PROBLEM 1 → According to the text about Saint Rose, on what date was the Santa Rosa Church in Arima established?
PROBLEM 2 → Please write the next part of the text about Saint Rose, picking up after its final sentence.

TEXT SEGMENT →
____________________
Her liturgical feast was inserted into the General Roman Calendar in 1729 for celebration initially on 30 August, because 24 August, the date of her death, is the feast of Saint Bartholomew the Apostle and 30 August was the closest date not already allocated to a well-known saint. Pope Paul VI's 1969 revision of the calendar made 23 August available, the day on which her feast day is now celebrated throughout the world, including Spain, but excluding Peru and some other Latin American countries, where 30 August is a public holiday in her honor.

Early lives of Rosa were written by the Dominican Father Hansen, "Vita Sanctae Rosae" (2 vols., Rome, 1664–1668), and Vicente Orsini, afterward. Pope Benedict XIII wrote "Concentus Dominicano, Bononiensis ecclesia, in album Sanctorum Ludovici Bertrandi et Rosae de Sancta Maria, ordinero praedicatorum" (Venice, 1674).

There is a park named for her in downtown Sacramento, California. A plot of land at 7th and K streets was given to the Catholic Church by Peter Burnett, first Governor of the State of California. Father Peter Anderson built one of the first of two churches in the diocese to be consecrated under the patronage of St. Rose.

In the Caribbean twin-island state of Trinidad and Tobago, the Santa Rosa Carib Community, located in Arima, is the largest organization of indigenous peoples on the island. The second oldest parish in the Diocese of Port of Spain is also named after this saint. The Santa Rosa Church, which is located in the town of Arima, was established on 20 April 1786, as the Indian Mission of Santa Rosa de Arima, on the foundations of a Capuchin Mission previously established in 1749.
____________________
Saved entries →
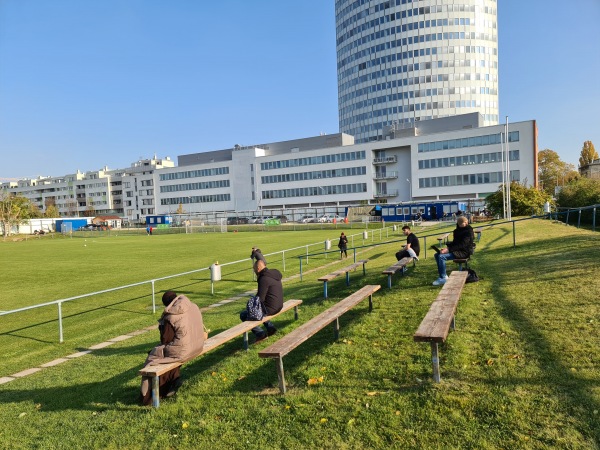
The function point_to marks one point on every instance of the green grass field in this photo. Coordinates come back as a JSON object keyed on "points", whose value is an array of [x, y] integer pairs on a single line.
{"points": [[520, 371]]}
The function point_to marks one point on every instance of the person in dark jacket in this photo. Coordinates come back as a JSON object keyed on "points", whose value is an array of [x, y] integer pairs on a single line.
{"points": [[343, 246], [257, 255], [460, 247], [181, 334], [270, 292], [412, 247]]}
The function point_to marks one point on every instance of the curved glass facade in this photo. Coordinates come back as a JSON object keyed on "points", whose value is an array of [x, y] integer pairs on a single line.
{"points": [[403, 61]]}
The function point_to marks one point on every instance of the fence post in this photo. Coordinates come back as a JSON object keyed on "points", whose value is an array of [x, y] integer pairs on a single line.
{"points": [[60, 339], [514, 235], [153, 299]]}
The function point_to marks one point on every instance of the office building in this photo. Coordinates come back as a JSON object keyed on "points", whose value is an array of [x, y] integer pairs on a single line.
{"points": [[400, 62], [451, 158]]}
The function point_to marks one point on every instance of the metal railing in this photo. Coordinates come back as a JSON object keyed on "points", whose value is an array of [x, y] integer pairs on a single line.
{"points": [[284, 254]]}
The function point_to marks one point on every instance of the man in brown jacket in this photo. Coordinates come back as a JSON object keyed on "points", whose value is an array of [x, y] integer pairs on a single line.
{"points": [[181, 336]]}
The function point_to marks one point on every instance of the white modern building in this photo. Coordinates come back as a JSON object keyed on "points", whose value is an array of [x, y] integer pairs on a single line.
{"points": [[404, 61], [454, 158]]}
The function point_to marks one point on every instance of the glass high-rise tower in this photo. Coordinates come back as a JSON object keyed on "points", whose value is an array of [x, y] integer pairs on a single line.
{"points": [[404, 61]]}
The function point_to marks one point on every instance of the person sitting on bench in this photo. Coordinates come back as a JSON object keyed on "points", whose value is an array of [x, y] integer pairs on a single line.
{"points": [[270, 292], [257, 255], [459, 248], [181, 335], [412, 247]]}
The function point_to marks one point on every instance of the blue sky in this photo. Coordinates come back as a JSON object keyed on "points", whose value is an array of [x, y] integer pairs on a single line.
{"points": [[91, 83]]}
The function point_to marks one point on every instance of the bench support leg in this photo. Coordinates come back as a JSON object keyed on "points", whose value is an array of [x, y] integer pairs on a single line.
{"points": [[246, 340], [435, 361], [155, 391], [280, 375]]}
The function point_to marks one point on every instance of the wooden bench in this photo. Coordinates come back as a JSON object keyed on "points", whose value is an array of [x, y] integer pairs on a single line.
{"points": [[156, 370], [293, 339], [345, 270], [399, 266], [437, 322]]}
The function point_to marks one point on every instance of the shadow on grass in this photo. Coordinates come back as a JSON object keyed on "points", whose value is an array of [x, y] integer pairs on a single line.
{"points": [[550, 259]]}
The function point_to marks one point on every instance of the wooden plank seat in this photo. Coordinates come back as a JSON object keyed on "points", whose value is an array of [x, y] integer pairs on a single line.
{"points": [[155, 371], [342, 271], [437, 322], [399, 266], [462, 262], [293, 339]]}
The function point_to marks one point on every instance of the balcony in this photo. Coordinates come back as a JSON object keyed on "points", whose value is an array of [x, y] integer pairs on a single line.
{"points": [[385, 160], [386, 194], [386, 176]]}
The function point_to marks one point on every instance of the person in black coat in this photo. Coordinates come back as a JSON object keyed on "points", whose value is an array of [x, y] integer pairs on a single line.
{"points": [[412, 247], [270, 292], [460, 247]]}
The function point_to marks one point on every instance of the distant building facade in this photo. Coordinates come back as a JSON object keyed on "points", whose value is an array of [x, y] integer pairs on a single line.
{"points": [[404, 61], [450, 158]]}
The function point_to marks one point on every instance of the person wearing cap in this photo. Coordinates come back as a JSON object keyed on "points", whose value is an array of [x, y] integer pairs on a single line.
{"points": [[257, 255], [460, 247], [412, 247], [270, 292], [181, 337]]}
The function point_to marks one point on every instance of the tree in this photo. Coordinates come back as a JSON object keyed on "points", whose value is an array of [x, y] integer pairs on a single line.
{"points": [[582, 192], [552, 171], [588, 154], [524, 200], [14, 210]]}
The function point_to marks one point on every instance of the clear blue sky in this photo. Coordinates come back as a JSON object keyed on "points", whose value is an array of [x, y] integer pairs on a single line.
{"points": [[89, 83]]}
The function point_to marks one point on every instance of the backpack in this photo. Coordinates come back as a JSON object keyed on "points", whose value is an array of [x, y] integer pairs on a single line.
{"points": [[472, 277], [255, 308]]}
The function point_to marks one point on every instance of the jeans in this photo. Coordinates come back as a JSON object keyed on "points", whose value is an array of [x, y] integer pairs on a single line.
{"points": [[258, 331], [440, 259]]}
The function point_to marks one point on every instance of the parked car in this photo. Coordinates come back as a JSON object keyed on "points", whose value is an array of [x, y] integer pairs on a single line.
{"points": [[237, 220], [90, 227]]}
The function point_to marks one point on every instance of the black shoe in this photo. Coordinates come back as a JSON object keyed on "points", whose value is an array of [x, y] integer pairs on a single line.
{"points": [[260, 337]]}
____________________
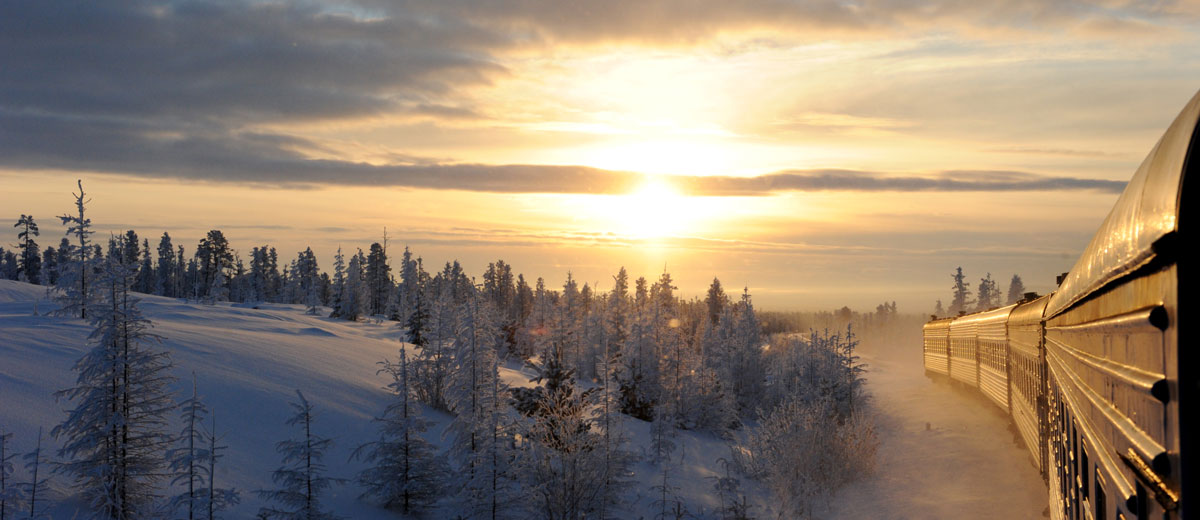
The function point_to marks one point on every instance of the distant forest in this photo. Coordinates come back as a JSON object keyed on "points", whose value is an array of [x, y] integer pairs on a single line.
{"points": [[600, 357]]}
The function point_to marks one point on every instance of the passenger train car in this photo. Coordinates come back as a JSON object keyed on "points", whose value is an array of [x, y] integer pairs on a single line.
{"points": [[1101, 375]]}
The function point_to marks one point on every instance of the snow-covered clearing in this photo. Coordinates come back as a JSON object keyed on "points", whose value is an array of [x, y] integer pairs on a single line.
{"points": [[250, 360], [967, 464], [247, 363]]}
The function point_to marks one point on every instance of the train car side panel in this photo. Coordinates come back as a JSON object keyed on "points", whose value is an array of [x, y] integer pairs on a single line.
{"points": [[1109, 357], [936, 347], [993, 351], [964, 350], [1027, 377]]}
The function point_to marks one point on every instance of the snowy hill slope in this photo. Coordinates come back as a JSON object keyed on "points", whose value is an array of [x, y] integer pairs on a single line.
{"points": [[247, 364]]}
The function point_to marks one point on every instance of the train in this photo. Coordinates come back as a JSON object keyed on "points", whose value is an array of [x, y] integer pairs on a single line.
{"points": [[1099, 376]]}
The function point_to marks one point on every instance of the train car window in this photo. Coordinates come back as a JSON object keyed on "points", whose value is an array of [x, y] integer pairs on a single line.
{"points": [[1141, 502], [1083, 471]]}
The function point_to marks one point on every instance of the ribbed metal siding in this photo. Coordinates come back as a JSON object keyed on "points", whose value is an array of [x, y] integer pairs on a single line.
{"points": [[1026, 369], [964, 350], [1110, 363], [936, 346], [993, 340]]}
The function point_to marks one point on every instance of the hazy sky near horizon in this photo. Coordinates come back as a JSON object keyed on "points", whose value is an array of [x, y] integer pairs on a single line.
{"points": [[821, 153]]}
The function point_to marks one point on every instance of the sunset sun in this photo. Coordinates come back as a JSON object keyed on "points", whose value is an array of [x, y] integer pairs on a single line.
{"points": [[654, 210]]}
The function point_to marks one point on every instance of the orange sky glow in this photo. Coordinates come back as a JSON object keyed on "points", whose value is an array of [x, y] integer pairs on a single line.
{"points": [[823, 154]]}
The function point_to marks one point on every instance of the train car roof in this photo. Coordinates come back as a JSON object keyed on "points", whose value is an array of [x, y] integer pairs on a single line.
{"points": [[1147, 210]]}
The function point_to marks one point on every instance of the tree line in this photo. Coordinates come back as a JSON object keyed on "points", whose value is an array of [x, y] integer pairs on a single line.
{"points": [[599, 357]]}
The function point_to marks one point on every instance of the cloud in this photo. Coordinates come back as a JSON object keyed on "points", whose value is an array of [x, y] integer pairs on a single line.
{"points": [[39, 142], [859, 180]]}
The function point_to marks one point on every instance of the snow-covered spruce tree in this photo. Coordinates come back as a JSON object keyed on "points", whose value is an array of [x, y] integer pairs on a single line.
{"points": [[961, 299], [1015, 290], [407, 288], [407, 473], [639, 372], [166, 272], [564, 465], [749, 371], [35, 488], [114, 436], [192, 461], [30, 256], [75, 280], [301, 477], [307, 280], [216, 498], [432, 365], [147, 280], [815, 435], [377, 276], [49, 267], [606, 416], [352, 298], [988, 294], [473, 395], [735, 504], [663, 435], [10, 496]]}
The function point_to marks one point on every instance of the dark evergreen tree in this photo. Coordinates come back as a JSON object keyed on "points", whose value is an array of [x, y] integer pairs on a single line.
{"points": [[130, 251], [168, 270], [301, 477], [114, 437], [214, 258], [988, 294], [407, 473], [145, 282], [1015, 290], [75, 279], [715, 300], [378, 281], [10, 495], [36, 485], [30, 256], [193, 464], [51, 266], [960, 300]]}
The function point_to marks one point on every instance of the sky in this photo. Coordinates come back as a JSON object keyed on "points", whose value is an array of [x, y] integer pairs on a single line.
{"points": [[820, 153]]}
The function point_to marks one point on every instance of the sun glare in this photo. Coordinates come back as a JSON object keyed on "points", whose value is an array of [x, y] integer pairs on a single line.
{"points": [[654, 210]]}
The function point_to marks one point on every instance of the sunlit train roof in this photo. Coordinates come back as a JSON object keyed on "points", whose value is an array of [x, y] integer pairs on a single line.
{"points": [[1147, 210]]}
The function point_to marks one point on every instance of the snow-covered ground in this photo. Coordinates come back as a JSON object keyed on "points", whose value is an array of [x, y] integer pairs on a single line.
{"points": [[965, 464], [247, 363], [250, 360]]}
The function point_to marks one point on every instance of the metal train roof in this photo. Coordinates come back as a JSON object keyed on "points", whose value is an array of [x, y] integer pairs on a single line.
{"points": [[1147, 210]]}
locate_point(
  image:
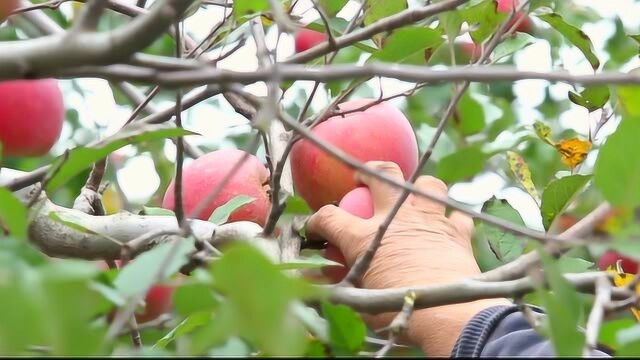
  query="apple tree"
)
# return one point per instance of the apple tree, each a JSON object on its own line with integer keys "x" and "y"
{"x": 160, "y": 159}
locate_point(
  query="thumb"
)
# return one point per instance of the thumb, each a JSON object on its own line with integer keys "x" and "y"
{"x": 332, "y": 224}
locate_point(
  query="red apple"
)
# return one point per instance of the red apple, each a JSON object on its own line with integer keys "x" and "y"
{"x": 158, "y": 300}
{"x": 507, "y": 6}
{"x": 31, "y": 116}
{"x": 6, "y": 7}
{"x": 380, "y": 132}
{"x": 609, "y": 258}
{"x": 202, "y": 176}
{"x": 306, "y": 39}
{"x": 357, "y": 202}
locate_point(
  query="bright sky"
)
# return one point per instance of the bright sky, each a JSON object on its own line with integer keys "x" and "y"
____________________
EXERCISE OUTPUT 1 → 20 April 1786

EXERCISE OUTPUT 2 →
On the Caribbean Island of Saint Lucia, there are two flower festivals supported by their Societies. Each society has a patron saint on whose feast day the grande fete is celebrated. For the Roses, it is the feast of St. Rose of Lima on 30 August; and for the Marguerites, it is that of St. Margaret Mary Alacoque, 17 October.

Rose's skull, surmounted with a crown of roses, is on public display at the Basilica in Lima, Peru, along with that of Martin de Porres. It was customary to keep the torso in the basilica and pass the head around the country.

She is also commemorated on 24 August in some places.

===Patronage===
Saint Rose is the patroness of the Americas, the indigenous people of the Americas, and of Peru (especially the city of Lima), Sittard in the Netherlands, of the Indies, and of the Philippines.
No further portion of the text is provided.